◆ Your task
Every line below between the one holding "watering can handle" and the one holding "the red coverall", inclusive, should be copied exactly, and no other line.
*** Given records Section Begins ***
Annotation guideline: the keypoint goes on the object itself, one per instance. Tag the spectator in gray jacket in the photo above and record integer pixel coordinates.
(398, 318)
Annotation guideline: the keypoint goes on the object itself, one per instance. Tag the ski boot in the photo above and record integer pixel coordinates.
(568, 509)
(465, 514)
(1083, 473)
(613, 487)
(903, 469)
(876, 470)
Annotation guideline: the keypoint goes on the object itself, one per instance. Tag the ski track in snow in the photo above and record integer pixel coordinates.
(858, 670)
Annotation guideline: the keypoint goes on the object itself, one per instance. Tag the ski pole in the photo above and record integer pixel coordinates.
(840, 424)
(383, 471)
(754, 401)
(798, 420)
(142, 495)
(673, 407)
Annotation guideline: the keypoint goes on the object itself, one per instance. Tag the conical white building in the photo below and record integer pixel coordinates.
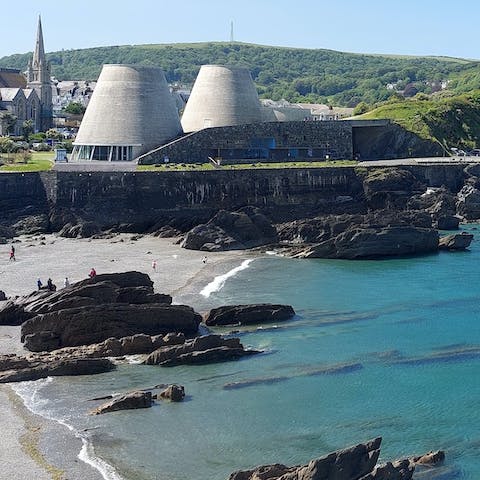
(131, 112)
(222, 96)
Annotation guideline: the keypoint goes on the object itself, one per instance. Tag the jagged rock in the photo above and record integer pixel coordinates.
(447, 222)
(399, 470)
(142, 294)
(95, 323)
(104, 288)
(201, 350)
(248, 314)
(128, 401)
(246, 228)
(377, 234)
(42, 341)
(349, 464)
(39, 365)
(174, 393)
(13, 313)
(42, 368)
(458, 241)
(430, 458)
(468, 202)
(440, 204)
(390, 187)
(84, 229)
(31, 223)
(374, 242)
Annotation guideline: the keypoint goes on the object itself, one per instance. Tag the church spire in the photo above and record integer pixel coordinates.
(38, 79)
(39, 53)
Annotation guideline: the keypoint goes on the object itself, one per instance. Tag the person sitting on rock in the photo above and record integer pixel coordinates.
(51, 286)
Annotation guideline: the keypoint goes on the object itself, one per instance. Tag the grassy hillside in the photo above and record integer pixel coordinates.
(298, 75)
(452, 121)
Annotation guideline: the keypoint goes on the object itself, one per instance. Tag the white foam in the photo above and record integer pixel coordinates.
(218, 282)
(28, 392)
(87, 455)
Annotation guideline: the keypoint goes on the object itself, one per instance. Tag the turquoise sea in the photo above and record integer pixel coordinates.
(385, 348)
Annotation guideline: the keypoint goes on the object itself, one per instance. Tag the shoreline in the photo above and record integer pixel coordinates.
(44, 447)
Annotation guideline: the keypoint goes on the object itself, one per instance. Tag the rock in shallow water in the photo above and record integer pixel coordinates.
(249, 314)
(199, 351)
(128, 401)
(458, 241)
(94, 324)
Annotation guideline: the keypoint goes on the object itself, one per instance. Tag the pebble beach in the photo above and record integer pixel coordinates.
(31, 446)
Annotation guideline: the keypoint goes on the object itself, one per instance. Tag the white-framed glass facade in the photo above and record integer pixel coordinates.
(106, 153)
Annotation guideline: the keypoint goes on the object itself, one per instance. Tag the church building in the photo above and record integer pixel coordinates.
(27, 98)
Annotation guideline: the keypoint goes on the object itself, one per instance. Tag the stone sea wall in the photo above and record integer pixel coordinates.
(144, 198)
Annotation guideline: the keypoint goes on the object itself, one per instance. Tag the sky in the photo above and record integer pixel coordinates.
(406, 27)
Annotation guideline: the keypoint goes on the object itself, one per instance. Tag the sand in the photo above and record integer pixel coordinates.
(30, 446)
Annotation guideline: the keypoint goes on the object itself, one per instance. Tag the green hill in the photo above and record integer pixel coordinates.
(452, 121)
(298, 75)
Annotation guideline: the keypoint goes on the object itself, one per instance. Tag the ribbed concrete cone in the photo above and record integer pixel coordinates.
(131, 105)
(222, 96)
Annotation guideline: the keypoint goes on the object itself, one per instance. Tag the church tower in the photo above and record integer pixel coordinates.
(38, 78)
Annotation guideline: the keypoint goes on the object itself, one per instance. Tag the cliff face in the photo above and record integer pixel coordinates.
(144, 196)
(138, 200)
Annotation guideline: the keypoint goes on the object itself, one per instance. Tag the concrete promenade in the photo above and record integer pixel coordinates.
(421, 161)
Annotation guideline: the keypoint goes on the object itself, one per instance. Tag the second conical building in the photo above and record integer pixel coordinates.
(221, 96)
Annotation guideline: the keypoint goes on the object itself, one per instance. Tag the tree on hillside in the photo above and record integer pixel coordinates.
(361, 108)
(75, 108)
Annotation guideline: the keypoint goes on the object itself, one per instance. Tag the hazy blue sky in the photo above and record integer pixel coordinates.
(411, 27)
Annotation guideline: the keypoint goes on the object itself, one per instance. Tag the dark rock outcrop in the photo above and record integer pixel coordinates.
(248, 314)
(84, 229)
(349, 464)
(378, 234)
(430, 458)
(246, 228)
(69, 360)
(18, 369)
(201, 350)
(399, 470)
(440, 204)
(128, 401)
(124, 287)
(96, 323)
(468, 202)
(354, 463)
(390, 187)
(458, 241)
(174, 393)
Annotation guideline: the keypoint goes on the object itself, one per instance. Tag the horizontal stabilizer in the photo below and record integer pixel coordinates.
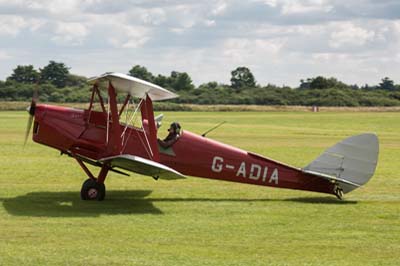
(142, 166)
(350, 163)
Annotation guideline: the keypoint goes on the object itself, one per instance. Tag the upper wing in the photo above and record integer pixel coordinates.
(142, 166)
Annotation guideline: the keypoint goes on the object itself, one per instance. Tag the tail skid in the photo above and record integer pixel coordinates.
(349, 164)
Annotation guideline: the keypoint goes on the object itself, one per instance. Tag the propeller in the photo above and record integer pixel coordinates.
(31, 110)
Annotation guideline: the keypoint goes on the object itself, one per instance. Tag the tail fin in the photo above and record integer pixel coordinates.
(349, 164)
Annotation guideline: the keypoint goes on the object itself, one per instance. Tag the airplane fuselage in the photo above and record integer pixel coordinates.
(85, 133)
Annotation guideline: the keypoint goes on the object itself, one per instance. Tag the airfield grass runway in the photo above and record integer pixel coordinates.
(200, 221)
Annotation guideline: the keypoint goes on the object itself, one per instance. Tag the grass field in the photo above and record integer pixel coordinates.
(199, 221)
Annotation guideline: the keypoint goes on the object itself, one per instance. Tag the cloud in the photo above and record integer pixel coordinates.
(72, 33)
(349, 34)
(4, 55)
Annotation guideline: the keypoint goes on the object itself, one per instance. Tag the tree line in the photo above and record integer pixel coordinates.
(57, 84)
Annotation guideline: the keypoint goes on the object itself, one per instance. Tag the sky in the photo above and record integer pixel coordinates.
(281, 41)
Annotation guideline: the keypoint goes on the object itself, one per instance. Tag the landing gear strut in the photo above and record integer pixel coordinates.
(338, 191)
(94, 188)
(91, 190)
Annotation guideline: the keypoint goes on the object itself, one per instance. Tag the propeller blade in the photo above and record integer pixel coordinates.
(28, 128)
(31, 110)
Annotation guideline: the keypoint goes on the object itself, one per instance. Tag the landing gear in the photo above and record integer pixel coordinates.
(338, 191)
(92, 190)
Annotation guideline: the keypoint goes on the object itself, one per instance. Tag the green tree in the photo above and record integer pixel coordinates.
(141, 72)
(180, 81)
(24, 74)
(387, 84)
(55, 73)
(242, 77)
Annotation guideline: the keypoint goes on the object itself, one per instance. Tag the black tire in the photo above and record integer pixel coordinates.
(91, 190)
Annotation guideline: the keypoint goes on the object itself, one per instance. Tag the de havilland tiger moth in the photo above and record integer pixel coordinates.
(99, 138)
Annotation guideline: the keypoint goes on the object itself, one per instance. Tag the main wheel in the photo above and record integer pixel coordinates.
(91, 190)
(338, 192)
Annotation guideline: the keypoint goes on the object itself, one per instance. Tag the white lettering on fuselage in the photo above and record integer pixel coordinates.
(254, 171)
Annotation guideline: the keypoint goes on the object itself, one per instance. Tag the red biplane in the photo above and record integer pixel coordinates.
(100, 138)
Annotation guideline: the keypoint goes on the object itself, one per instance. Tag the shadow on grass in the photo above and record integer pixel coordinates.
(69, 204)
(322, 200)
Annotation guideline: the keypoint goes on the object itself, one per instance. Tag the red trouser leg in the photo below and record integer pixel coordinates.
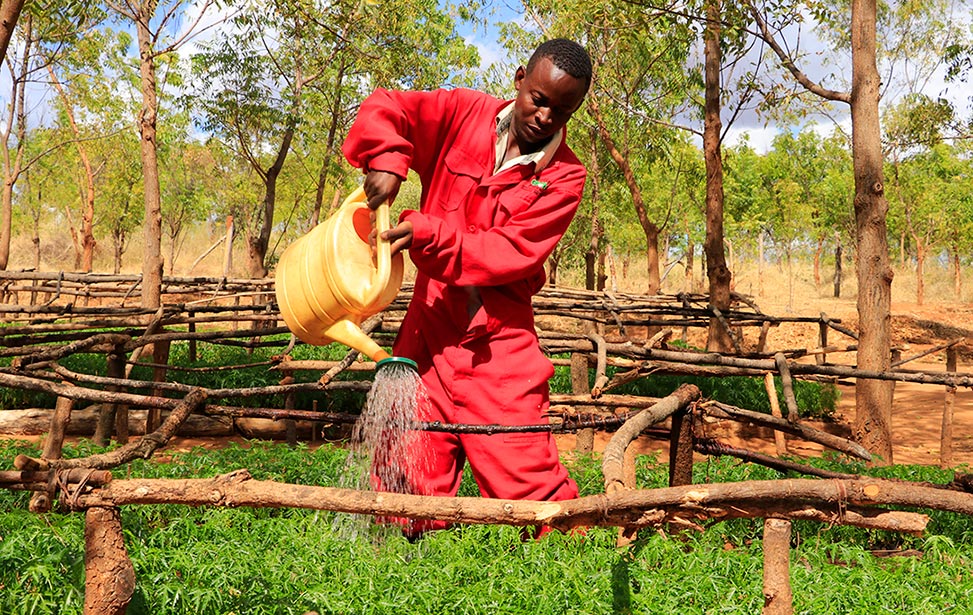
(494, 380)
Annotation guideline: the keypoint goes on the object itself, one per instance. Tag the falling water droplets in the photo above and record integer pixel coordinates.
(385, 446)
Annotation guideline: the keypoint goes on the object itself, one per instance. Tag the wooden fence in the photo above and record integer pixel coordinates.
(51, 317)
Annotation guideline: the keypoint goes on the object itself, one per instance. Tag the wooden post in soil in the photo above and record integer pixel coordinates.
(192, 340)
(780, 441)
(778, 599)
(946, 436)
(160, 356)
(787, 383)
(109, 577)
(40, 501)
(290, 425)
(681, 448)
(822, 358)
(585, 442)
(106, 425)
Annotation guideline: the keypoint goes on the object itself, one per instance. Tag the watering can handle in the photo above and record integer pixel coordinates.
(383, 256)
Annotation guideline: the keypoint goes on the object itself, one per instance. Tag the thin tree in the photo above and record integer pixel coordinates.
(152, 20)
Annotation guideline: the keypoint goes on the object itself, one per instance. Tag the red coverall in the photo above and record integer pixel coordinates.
*** Given records Section Ends ***
*** Given records Section Begins ***
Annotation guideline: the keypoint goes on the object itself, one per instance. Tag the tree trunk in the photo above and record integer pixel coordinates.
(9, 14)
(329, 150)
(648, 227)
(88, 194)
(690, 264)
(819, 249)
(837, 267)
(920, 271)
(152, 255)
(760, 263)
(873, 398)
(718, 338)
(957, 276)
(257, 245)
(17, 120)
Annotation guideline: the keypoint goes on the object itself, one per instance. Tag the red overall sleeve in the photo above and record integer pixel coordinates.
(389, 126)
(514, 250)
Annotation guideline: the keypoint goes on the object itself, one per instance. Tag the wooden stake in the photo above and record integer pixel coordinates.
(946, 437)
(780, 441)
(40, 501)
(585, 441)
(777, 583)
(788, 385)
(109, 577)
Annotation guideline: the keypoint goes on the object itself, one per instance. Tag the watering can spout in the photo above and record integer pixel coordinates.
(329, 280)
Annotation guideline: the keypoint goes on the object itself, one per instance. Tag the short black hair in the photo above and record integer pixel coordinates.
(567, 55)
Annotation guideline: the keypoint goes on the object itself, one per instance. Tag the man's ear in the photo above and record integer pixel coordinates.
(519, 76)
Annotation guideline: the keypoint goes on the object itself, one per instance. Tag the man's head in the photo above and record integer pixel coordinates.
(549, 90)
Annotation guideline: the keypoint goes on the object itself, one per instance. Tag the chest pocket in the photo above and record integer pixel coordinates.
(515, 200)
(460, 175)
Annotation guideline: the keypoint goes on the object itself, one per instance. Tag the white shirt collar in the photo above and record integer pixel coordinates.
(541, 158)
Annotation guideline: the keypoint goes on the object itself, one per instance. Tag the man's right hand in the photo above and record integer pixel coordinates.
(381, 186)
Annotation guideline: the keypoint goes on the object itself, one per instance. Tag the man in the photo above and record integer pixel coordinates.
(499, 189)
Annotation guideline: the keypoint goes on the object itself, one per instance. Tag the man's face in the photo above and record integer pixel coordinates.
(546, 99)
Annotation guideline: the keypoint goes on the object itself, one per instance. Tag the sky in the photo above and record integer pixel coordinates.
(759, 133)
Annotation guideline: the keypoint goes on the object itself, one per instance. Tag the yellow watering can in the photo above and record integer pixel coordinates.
*** Given records Section Ends ***
*** Given records Section Begins ***
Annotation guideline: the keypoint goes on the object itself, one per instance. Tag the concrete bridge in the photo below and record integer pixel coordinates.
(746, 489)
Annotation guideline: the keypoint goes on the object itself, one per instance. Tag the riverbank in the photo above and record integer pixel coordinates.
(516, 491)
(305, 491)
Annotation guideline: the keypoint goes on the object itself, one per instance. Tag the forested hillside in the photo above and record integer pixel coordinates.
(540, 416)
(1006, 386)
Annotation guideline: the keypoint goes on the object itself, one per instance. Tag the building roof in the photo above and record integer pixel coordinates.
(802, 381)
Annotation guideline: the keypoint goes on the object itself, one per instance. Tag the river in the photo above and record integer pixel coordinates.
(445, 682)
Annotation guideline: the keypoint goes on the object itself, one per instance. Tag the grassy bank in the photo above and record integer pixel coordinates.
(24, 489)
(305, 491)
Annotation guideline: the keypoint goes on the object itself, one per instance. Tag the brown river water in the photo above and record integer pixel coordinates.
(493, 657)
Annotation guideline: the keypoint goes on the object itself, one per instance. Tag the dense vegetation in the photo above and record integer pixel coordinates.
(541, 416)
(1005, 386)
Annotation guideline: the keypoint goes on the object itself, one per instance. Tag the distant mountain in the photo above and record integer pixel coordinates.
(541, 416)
*** Given records Section Ends ***
◆ Response to the task
Annotation guideline: the keypoint goes on the object itself, one per instance. Tag the watering can handle in the photo above and record integer pixel coordinates.
(383, 256)
Annotation guideline: the keypoint goes on the object itself, one per instance. Tag the thin tree in the photo above and record integer pixel coordinates.
(152, 20)
Annotation guideline: the keypoint goes on the object itself, one per instance. Tag the red coverall in the photo above and record integer pixel coordinates.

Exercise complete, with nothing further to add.